[À faire]:
(A) Répondez aux questions suivantes à partir de l'extrait.
(i) Quelle institution a publié des prévisions de croissance économique pour 2023 et 2024 ?
(ii) D'après ces prévisions, la croissance du PIB russe en 2024 devrait dépasser celle de quel PIB ?
(iii) Sur quel réseau social les mentions reçues fin janvier sont-elles évoquées ?
(B) Recopiez sans aucune modification le passage de l'extrait qui commence par « Sans surprise, cette » et s'achève par « des sanctions économiques. ».
(C) D'après l'extrait, celles et ceux qui concluent à une « inefficacité » des sanctions se trouvent dans un ou plusieurs cas. Énumérez tous ces cas.

[Extrait]:
▽

#118 · Il n’y a aucun miracle économique russe
Les dernières prévisions de croissance du FMI ne permettent pas de conclure que les sanctions économiques contre la Russie sont inefficaces
Chère abonnée, cher abonné,
Depuis que la guerre en Ukraine a débuté il y a bientôt un an, j'ai largement couvert ses effets économiques sur L'Économiste Sceptique.
L’un des effets économiques parmi les plus discutés est l’effet des sanctions économiques décidées par les pays occidentaux contre la Russie. Mesurer l’effet des sanctions est une question scientifique. Pour autant, le régime de Poutine diffuse de la propagande dans laquelle il minimise l’effet des sanctions. Le régime de Poutine a un intérêt à faire croire aux opinions publiques occidentales que les sanctions sont coûteuses et inutiles. L’objectif est de nous manipuler pour que nous fassions pression sur nos élus pour qu’ils lèvent les sanctions. Dans le débat sur l’effet des sanctions, il faut faire attention à distinguer les arguments fondés des arguments qui reprennent la propagande du régime de Poutine.
L’effet des sanctions est redevenu un sujet de débat fin janvier. Le Fonds Monétaire International (FMI) a publié des prévisions de croissance économique pour 2023 et 2024. D'après les prévisions du FMI, en 2024 le PIB russe devrait connaître une croissance supérieure à la croissance du PIB de la zone euro. Certaines chaînes d'information ont titré sur un « miracle » économique russe à partir de ces prévisions.
En réalité, les prévisions du FMI ne sont la preuve d’aucun « miracle ». Au contraire : si on les regarde attentivement, ce qu’un certain nombre de commentateurs ont manifestement omis de faire, elles montrent que l’économie russe est dans un état précaire.
Bien que le régime de Poutine diffuse de la propagande sur l’effet des sanctions, le FMI ne peut pas être suspecté de relayer cette propagande. Contrairement aux données économiques russes, les prévisions du FMI sont dignes de confiance. Pour autant, les prévisions du FMI ne prouvent aucune « inefficacité » des sanctions. Celles et ceux qui tirent cette conclusion soit se trompent, soit tirent les conclusions qui leur plaisent au détriment de la réalité, soit essaient de nous manipuler — ou toute combinaison.
Sans surprise, cette conclusion fallacieuse a été reprise par les relais habituels de la propagande du Kremlin. Mes mentions sur Twitter fin janvier en témoignent : j’ai été, disons, interpellé par toute une série de comptes inconnus. Beaucoup reprenaient exactement les mêmes arguments fallacieux, et quasiment tous prétendaient réfuter des articles que j’avais écrits alors qu’il était évident qu’ils n’avaient ni lu, ni compris, les articles en question. Il est d’ailleurs cocasse d’observer ces gens s’étant découvert une expertise sur la santé publique au moment du COVID, se découvrir aujourd’hui une expertise sur l'efficacité des sanctions économiques.

△

Entrées de données collectées:
▽

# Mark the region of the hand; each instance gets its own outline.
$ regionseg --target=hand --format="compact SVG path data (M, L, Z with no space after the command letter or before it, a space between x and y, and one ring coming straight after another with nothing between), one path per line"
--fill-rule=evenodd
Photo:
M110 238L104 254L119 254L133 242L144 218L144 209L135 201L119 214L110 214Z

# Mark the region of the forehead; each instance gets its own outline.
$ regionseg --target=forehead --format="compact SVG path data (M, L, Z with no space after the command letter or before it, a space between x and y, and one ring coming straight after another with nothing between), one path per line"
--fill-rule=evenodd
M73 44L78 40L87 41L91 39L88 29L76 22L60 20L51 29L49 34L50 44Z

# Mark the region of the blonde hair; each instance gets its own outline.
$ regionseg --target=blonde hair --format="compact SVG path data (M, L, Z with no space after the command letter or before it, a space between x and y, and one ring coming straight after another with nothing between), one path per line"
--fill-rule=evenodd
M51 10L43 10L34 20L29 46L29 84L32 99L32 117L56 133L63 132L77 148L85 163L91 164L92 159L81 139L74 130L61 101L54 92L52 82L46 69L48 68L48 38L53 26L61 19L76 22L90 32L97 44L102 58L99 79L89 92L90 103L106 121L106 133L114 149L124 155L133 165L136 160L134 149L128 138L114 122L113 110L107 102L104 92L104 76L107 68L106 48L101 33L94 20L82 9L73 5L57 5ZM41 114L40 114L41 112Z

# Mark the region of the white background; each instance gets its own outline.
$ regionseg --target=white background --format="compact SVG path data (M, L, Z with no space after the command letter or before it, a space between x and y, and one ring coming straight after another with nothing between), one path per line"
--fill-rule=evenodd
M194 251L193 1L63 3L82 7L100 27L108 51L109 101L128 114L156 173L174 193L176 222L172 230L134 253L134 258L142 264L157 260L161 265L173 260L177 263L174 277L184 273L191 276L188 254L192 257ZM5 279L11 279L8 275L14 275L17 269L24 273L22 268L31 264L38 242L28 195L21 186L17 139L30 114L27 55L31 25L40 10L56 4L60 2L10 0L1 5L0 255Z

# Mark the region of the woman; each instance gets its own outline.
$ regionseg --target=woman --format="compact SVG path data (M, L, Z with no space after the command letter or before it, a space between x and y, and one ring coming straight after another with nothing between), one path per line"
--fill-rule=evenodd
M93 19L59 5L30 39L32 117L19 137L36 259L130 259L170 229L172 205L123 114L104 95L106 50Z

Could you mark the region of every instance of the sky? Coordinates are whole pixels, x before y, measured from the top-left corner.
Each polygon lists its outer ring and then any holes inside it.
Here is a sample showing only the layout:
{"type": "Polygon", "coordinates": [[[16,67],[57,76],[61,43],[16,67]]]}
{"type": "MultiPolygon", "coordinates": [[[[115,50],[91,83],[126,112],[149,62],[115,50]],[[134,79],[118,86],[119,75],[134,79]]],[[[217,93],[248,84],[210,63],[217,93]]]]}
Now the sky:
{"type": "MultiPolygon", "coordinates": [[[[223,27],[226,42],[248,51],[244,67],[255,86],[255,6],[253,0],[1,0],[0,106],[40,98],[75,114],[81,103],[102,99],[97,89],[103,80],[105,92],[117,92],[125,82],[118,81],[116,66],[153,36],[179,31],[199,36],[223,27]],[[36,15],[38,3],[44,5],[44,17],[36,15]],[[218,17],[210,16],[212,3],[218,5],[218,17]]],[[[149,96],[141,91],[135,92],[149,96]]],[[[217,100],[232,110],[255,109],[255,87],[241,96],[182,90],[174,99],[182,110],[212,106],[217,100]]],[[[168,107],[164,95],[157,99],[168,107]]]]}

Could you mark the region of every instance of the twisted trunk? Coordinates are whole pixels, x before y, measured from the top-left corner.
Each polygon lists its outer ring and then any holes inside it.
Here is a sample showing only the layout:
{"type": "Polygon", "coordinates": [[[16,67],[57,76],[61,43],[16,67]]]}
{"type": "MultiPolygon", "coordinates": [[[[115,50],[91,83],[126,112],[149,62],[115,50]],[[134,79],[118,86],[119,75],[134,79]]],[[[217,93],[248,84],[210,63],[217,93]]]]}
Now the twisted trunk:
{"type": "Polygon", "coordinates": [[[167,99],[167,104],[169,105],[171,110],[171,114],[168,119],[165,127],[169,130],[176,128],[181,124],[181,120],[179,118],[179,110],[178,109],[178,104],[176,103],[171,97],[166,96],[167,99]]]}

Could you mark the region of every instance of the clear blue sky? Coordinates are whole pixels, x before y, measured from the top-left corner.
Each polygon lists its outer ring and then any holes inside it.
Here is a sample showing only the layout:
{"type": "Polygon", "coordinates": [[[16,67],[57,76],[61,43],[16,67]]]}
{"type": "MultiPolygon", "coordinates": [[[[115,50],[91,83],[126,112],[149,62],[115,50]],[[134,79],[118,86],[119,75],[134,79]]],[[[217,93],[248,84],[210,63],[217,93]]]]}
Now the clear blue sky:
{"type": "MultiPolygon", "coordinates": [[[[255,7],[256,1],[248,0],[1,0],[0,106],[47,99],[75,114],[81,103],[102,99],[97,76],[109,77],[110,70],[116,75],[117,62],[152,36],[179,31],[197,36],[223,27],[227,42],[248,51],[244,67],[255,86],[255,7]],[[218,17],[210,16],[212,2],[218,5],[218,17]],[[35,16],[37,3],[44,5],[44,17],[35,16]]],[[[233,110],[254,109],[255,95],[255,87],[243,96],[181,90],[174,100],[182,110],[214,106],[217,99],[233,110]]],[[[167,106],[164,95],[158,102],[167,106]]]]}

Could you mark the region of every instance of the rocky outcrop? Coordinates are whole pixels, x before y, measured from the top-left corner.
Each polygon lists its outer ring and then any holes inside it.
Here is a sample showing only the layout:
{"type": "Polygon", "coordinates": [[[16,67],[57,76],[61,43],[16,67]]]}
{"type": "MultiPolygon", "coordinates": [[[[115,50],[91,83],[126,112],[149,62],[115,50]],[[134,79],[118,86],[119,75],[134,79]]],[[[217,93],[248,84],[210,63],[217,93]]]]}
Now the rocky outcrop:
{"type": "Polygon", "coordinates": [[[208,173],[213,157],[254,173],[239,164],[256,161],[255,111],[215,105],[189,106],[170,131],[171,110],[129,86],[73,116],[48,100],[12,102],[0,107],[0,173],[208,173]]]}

△

[Réponses par consigne]:
(A)
(i) Le Fonds Monétaire International (FMI).
(ii) Le PIB de la zone euro.
(iii) Twitter.

(B)
Sans surprise, cette conclusion fallacieuse a été reprise par les relais habituels de la propagande du Kremlin. Mes mentions sur Twitter fin janvier en témoignent : j’ai été, disons, interpellé par toute une série de comptes inconnus. Beaucoup reprenaient exactement les mêmes arguments fallacieux, et quasiment tous prétendaient réfuter des articles que j’avais écrits alors qu’il était évident qu’ils n’avaient ni lu, ni compris, les articles en question. Il est d’ailleurs cocasse d’observer ces gens s’étant découvert une expertise sur la santé publique au moment du COVID, se découvrir aujourd’hui une expertise sur l'efficacité des sanctions économiques.

(C)
- Ils se trompent.
- Ils tirent les conclusions qui leur plaisent au détriment de la réalité.
- Ils essaient de nous manipuler.